▸ Problem details: Copying task for the records below: reproduce each one exactly and drop the pictures.

Top of Input for this task

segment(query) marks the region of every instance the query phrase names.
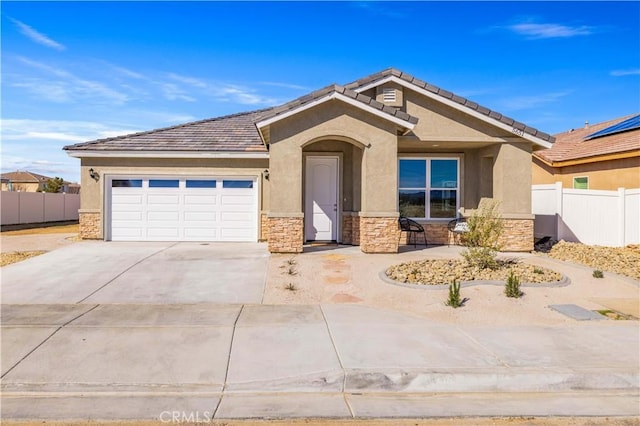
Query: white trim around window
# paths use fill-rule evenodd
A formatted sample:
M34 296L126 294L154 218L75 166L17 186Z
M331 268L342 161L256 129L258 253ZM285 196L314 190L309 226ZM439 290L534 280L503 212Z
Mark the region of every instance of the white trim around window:
M457 156L398 157L400 215L418 220L455 219L462 195L460 171L461 157Z

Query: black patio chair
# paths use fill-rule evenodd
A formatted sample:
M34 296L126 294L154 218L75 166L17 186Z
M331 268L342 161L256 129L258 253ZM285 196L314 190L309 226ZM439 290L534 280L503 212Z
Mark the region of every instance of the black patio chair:
M398 219L398 224L400 225L400 237L398 238L398 243L400 242L400 238L402 238L403 232L409 233L409 244L411 244L411 239L413 238L413 246L417 247L417 234L422 234L424 238L424 246L427 247L427 234L424 232L424 228L415 220L411 220L406 217L400 217Z
M447 224L447 229L453 234L453 243L458 244L460 242L460 236L469 231L469 225L467 225L467 219L461 217L453 219ZM456 240L458 241L456 243ZM451 244L448 244L451 246Z

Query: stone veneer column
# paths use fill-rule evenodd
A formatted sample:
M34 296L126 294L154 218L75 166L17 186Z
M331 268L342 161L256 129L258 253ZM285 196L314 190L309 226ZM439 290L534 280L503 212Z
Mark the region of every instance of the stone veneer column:
M351 216L351 244L360 245L360 216Z
M342 244L353 244L353 218L351 212L342 212Z
M269 215L260 213L260 241L269 241Z
M101 240L102 214L100 210L78 210L80 238L83 240Z
M302 253L303 216L269 216L269 251Z
M397 217L360 217L360 249L364 253L397 253Z
M533 250L533 219L504 219L502 251Z

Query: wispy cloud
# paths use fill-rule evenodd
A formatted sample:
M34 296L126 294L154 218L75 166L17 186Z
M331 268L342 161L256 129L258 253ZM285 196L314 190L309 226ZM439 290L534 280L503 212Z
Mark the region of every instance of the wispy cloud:
M64 143L84 142L135 133L141 129L115 128L103 123L71 120L2 119L4 141L48 140Z
M169 78L171 78L172 80L178 81L180 83L188 84L189 86L193 86L193 87L199 87L199 88L207 87L207 83L205 81L194 78L194 77L188 77L185 75L169 73Z
M62 147L141 129L92 121L2 119L2 171L29 170L67 180L79 179L76 159Z
M62 45L62 44L58 43L57 41L47 37L46 35L42 34L39 31L37 31L33 27L30 27L29 25L25 24L24 22L20 22L17 19L13 19L13 18L10 18L10 19L14 24L16 24L18 29L20 29L20 32L23 35L25 35L27 38L29 38L31 41L33 41L34 43L38 43L38 44L41 44L43 46L47 46L47 47L50 47L50 48L56 49L56 50L65 50L66 49L66 47L64 45Z
M67 103L92 100L98 103L123 105L129 100L126 93L94 80L78 77L62 68L52 67L28 58L18 58L22 63L43 71L44 77L22 77L10 83L13 87L22 87L32 94L46 100ZM57 80L51 79L57 77Z
M504 110L517 111L538 108L542 105L554 103L567 95L569 95L568 91L540 93L532 96L517 96L513 98L506 98L498 101L498 103L502 105L501 108L504 108Z
M613 77L624 77L627 75L640 75L640 68L629 70L614 70L610 73Z
M588 36L595 32L596 28L588 25L571 26L556 23L537 23L533 21L519 22L508 25L507 30L522 35L530 40L547 38L569 38Z
M171 80L196 89L198 94L213 98L218 102L234 102L243 105L267 105L277 103L275 98L263 96L259 94L256 89L245 85L209 81L176 73L169 73L168 76ZM193 96L187 95L187 89L175 83L163 83L161 87L163 87L165 96L167 96L168 99L193 99L195 101L195 94L192 94Z
M291 84L291 83L278 83L276 81L261 81L258 84L261 84L263 86L273 86L273 87L282 87L284 89L293 89L293 90L307 90L310 91L312 90L309 87L306 86L301 86L299 84Z
M172 83L159 83L164 97L170 101L195 102L196 98L189 96L186 91Z

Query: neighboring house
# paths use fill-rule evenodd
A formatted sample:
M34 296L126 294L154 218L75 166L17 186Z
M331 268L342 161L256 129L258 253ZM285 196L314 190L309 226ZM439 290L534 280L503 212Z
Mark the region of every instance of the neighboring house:
M38 173L20 171L2 173L2 190L15 192L42 192L47 185L49 176ZM61 192L67 194L79 194L80 185L64 181Z
M398 216L447 223L501 202L506 250L533 249L531 153L554 138L387 69L284 105L66 146L83 238L307 241L397 252Z
M44 189L49 179L51 179L49 176L20 170L2 173L2 190L39 192Z
M533 184L563 188L640 188L640 114L555 135L552 148L533 154Z

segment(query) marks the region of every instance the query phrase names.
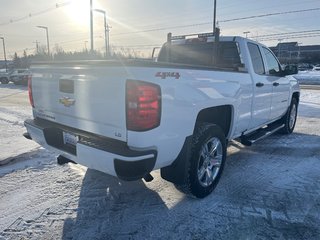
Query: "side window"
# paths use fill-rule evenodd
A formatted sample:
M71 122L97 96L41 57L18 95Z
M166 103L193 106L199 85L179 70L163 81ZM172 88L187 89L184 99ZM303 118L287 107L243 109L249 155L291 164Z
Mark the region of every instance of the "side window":
M219 43L219 61L218 65L222 67L239 67L241 59L236 42Z
M251 62L253 65L254 72L256 74L265 74L265 69L263 65L263 60L259 46L253 43L248 43L248 48L250 52Z
M272 54L272 52L267 49L263 48L263 52L266 55L267 64L268 64L268 72L270 75L278 75L280 73L280 66L279 62L275 58L275 56Z

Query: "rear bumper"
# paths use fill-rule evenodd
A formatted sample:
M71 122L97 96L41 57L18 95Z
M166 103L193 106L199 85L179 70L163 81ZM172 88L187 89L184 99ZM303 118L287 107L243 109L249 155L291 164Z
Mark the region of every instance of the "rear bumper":
M42 119L26 120L24 124L32 140L40 145L123 180L141 179L155 166L156 150L132 150L125 142ZM75 146L64 143L63 132L78 136Z

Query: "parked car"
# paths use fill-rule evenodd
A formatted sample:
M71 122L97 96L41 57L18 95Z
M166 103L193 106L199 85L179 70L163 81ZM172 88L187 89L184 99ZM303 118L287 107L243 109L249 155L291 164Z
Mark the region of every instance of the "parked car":
M312 71L320 71L320 64L315 65Z
M5 69L0 69L0 82L2 84L9 83L9 73Z
M10 81L16 85L27 85L31 72L28 69L16 69L10 74Z
M312 70L312 69L313 69L313 65L309 64L309 63L300 63L298 65L299 71L308 71L308 70Z

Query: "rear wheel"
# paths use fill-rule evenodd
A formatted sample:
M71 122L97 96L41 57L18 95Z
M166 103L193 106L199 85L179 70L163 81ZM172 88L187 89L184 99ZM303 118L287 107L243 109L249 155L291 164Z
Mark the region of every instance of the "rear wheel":
M226 159L226 138L214 124L201 123L193 136L192 151L188 157L188 172L183 184L176 187L197 198L208 196L216 187Z
M298 115L298 101L296 98L292 98L290 107L282 118L282 122L284 123L284 127L280 129L280 133L290 134L293 132L293 129L296 125Z
M9 83L9 80L8 80L8 78L1 78L1 79L0 79L0 82L1 82L2 84L8 84L8 83Z

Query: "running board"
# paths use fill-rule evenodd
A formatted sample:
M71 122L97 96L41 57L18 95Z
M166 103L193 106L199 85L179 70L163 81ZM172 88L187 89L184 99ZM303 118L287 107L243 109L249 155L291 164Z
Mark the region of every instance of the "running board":
M251 133L249 135L243 135L240 138L241 143L245 146L251 146L255 142L270 136L271 134L277 132L278 130L280 130L283 127L284 127L284 124L272 124L266 128L261 128L261 129L257 130L256 132Z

Bottom of Input for this task

▸ Result of this task:
segment(query) marks the region of every instance the query phrase names.
Query: white trim around window
# paths use fill-rule evenodd
A formatted sample:
M34 296L126 294L154 218L75 166L17 186Z
M331 268L342 161L256 129L258 253ZM285 196L314 190L309 226ZM439 290L534 280L503 212Z
Mark the region of every instance of the white trim around window:
M457 156L398 157L400 215L418 220L455 219L462 195L460 171L461 157Z

Query: black patio chair
# paths use fill-rule evenodd
A formatted sample:
M34 296L126 294L154 218L75 166L17 186Z
M331 268L342 161L256 129L258 253ZM285 196L314 190L309 226ZM439 290L534 280L503 212Z
Mark the region of every instance of the black patio chair:
M398 219L398 224L400 225L400 237L398 238L398 243L400 242L400 238L402 238L403 232L409 233L409 244L411 244L411 239L413 238L413 246L417 247L417 234L422 234L424 238L424 246L427 247L427 234L424 232L424 228L415 220L411 220L406 217L400 217Z
M447 224L447 229L453 234L453 243L458 244L460 242L460 236L469 231L469 225L467 225L467 219L461 217L453 219ZM456 240L458 241L456 243ZM451 244L448 244L451 246Z

Query: stone veneer column
# paths use fill-rule evenodd
A formatted sample:
M34 296L126 294L154 218L75 166L17 186Z
M331 268L342 161L256 129L258 253ZM285 196L314 190L309 226ZM439 290L534 280L503 212Z
Mark the region of every instance of the stone veneer column:
M351 216L351 244L360 245L360 216Z
M342 244L353 244L353 218L351 212L342 212Z
M269 215L260 213L260 241L269 241Z
M101 240L102 214L100 210L78 210L80 238L83 240Z
M302 253L303 216L269 216L269 251Z
M397 217L360 217L360 249L364 253L397 253Z
M533 250L533 219L504 219L502 251Z

Query: wispy cloud
# paths use fill-rule evenodd
A formatted sample:
M34 296L126 294L154 218L75 166L17 186Z
M331 268L342 161L256 129L258 253ZM285 196L314 190L309 226ZM439 290L534 280L503 212Z
Mark the region of every instance of the wispy cloud:
M64 143L84 142L135 133L141 129L115 128L103 123L71 120L2 119L4 141L48 140Z
M169 78L171 78L172 80L178 81L180 83L188 84L189 86L193 86L193 87L199 87L199 88L207 87L207 83L205 81L194 78L194 77L188 77L185 75L169 73Z
M62 147L141 129L92 121L2 119L2 171L29 170L67 180L79 179L76 159Z
M62 45L62 44L58 43L57 41L47 37L46 35L42 34L39 31L37 31L33 27L30 27L29 25L25 24L24 22L20 22L17 19L13 19L13 18L10 18L10 19L14 24L16 24L18 29L20 29L20 32L23 35L25 35L27 38L29 38L31 41L33 41L34 43L38 43L38 44L41 44L43 46L47 46L47 47L50 47L50 48L56 49L56 50L65 50L66 49L66 47L64 45Z
M67 103L92 100L98 103L123 105L129 100L126 93L94 80L78 77L62 68L52 67L28 58L18 58L22 63L43 71L44 77L22 77L10 83L13 87L22 87L32 94L46 100ZM57 80L51 79L57 77Z
M504 110L517 111L538 108L542 105L554 103L567 95L569 95L568 91L540 93L532 96L517 96L513 98L506 98L498 101L498 103L502 105L501 108L504 108Z
M613 77L624 77L627 75L640 75L640 68L629 70L614 70L610 73Z
M588 36L595 32L596 28L588 25L571 26L556 23L537 23L533 21L519 22L508 25L507 30L522 35L530 40L547 38L569 38Z
M171 80L196 89L198 94L213 98L218 102L234 102L243 105L267 105L277 103L275 98L263 96L259 94L256 89L245 85L209 81L176 73L169 73L168 76ZM193 96L187 95L187 89L175 83L163 83L161 87L163 87L165 96L167 96L168 99L193 99L195 101L195 94L192 94Z
M291 84L291 83L278 83L276 81L261 81L258 84L261 84L263 86L273 86L273 87L282 87L284 89L293 89L293 90L307 90L310 91L312 90L309 87L306 86L301 86L299 84Z
M172 83L159 83L164 97L170 101L195 102L196 98L189 96L186 91Z

Query: neighboring house
# paths use fill-rule evenodd
A formatted sample:
M34 296L126 294L154 218L75 166L17 186Z
M331 268L342 161L256 129L258 253ZM285 196L314 190L309 226ZM439 290L534 280L503 212Z
Mark the region of every instance of the neighboring house:
M38 173L20 171L2 173L2 190L15 192L42 192L47 185L49 176ZM61 192L67 194L79 194L80 185L64 181Z
M398 216L447 223L501 202L506 250L533 249L531 153L554 138L387 69L284 105L66 146L83 238L307 241L397 252Z
M44 189L49 179L51 179L49 176L20 170L2 173L2 190L39 192Z
M533 184L563 188L640 188L640 114L555 135L552 148L533 154Z

segment(query) marks the region of every instance the query phrase names.
Query: "side window"
# paths use fill-rule evenodd
A formatted sample:
M71 122L97 96L41 57L18 95Z
M166 103L193 106L199 85L179 70L163 81ZM172 88L187 89L184 99ZM303 118L287 107L243 109L249 155L291 164Z
Mark the region of every instance of the "side window":
M219 43L219 61L218 65L222 67L239 67L241 59L236 42Z
M251 62L253 65L254 72L256 74L265 74L265 69L263 65L263 60L259 46L253 43L248 43L248 48L250 52Z
M272 54L272 52L267 49L263 48L263 52L266 55L267 64L268 64L268 72L270 75L278 75L280 73L280 66L279 62L275 58L275 56Z

Query: "rear bumper"
# paths use fill-rule evenodd
A formatted sample:
M71 122L97 96L41 57L18 95Z
M166 103L193 106L199 85L179 70L163 81ZM172 88L187 89L184 99ZM303 118L287 107L243 109L249 155L291 164Z
Mark the region of every instance of the "rear bumper":
M42 119L26 120L24 124L32 140L40 145L123 180L141 179L155 166L156 150L132 150L125 142ZM75 146L64 143L63 132L78 136Z

Query: "parked car"
# paths use fill-rule evenodd
A formatted sample:
M71 122L97 96L41 57L18 95Z
M166 103L193 106L199 85L179 70L163 81ZM172 88L187 89L184 99ZM303 118L287 107L243 109L249 155L291 164Z
Mark the region of every instance of the "parked car":
M312 71L320 71L320 64L315 65Z
M5 69L0 69L0 82L2 84L9 83L9 73Z
M10 81L16 85L27 85L31 72L28 69L16 69L10 74Z
M312 70L312 69L313 69L313 65L309 64L309 63L300 63L298 65L299 71L308 71L308 70Z

Query: "rear wheel"
# paths use fill-rule evenodd
A formatted sample:
M71 122L97 96L41 57L18 95Z
M166 103L193 106L199 85L179 70L163 81ZM172 88L187 89L184 99ZM303 118L287 107L243 109L249 155L291 164Z
Mark the region of every instance of the "rear wheel":
M226 159L226 138L214 124L201 123L193 136L192 151L188 157L188 172L183 184L176 187L197 198L208 196L216 187Z
M298 115L298 101L296 98L292 98L290 107L282 118L282 122L284 123L284 127L280 129L280 133L290 134L293 132L293 129L296 125Z
M9 83L9 80L8 80L8 78L1 78L1 79L0 79L0 82L1 82L2 84L8 84L8 83Z

Query: "running board"
# paths use fill-rule evenodd
A formatted sample:
M71 122L97 96L41 57L18 95Z
M166 103L193 106L199 85L179 70L163 81ZM172 88L187 89L184 99ZM303 118L287 107L243 109L249 155L291 164Z
Mark the region of every instance of the "running board":
M251 133L249 135L243 135L240 138L241 143L245 146L251 146L255 142L270 136L271 134L277 132L278 130L280 130L283 127L284 127L284 124L272 124L266 128L261 128L261 129L257 130L256 132Z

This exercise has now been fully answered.